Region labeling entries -
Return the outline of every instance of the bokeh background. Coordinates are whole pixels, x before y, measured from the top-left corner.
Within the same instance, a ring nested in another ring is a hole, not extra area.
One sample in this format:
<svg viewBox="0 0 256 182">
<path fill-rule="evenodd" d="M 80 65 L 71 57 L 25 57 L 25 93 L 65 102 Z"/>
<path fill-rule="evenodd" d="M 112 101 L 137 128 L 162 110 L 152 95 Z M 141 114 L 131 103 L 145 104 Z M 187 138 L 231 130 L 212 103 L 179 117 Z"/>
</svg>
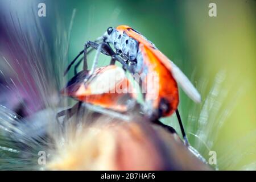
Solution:
<svg viewBox="0 0 256 182">
<path fill-rule="evenodd" d="M 46 5 L 46 17 L 37 16 L 40 2 Z M 208 15 L 210 2 L 217 5 L 217 17 Z M 175 63 L 201 93 L 199 105 L 180 93 L 191 144 L 207 159 L 215 151 L 220 169 L 256 169 L 255 5 L 249 0 L 2 0 L 0 104 L 14 109 L 26 100 L 27 113 L 19 113 L 24 115 L 47 106 L 52 88 L 64 85 L 64 68 L 85 42 L 110 26 L 127 24 Z M 102 56 L 100 65 L 109 61 Z M 18 83 L 13 93 L 6 90 L 9 77 Z M 175 116 L 163 122 L 179 131 Z"/>
</svg>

Aim - Quote the lines above word for word, leaving out the pictures.

Written solution -
Return the outline of every instance of the bokeh background. Coordinates are whole pixels, x before y, measured from the top-left corner.
Within the same instance, a ring nested in another ring is a hole, not extra area.
One sample in this format:
<svg viewBox="0 0 256 182">
<path fill-rule="evenodd" d="M 80 65 L 71 57 L 25 57 L 25 93 L 65 102 Z"/>
<path fill-rule="evenodd" d="M 112 101 L 137 128 L 162 110 L 152 95 Z M 141 114 L 131 103 L 145 104 Z M 187 138 L 231 130 L 212 103 L 179 117 Z"/>
</svg>
Solution:
<svg viewBox="0 0 256 182">
<path fill-rule="evenodd" d="M 46 5 L 46 17 L 37 16 L 40 2 Z M 208 15 L 210 2 L 217 5 L 217 17 Z M 175 63 L 201 93 L 199 105 L 180 93 L 191 144 L 207 159 L 215 151 L 220 169 L 256 169 L 255 5 L 249 0 L 2 0 L 0 104 L 14 109 L 26 100 L 27 113 L 19 113 L 24 115 L 47 106 L 52 88 L 64 85 L 64 68 L 85 42 L 110 26 L 127 24 Z M 102 56 L 100 65 L 109 61 Z M 18 83 L 13 93 L 6 90 L 9 77 Z M 175 116 L 163 122 L 179 131 Z"/>
</svg>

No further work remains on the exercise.